→ **TEXTO EXTRAÍDO**
____

Supongamos ahora que no se le obliga a
la madre a cuidar al producto de su violación pero sigue odiándolo
y le guarda rencor. Durante el embarazo intentará deshacerse del
producto y existen indicios de que su cuerpo podría, aún si no lo
aborta “naturalmente”, provocar deficiencias en el desarrollo
embrionario. Aún si naciera sano, sabemos que el recién nacido se
sumará a los abarrotados e ineficientes orfanatos públicos, hasta
que sea adoptado. Aún así, la madre habrá sufrido una degradación
total de su dignidad durante el embarazo (que recordemos, se plantea
forzado), violando su dignidad en nombre de la libertad y derecho a
la vida del resultado de su violación.
Estos son los únicos casos relevantes
en este ejemplo, aquellos en que se niega el deseo de abortar. Caso
que se da cuando el esposo, familia, iglesia o estado se lo impiden.
A partir de ahora comentaré en primera persona mis valoraciones al respecto.
Considero que de ninguna forma el principio de identificación es
suficiente para justificar el sufrimiento y degradación de la madre
y mucho menos el posible sufrimiento del propio producto a manos de
ésta y terceros.

____

→ **CÓMO RESOLVERLA**
Reescribe como lista breve el párrafo del texto sobre el aborto que empieza con «Supongamos ahora que no se le obliga», conservando sus datos principales.

→ **MATERIAL PROPORCIONADO**
____

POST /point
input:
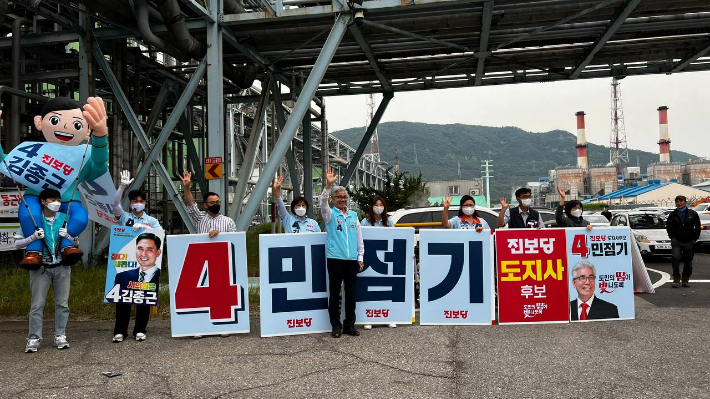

____

→ **RESPUESTA**
- Se supone que a la madre no se la obliga a cuidar al producto de su violación, pero sigue odiándolo y le guarda rencor.
- Durante el embarazo intentará deshacerse de él, y hay indicios de que su cuerpo, aun sin abortarlo «naturalmente», podría provocar deficiencias en el desarrollo embrionario.
- Aunque naciera sano, el recién nacido iría a los abarrotados e ineficientes orfanatos públicos hasta ser adoptado.
- Aun así, la madre habría sufrido durante el embarazo forzado una degradación total de su dignidad, en nombre de la libertad y el derecho a la vida del resultado de su violación.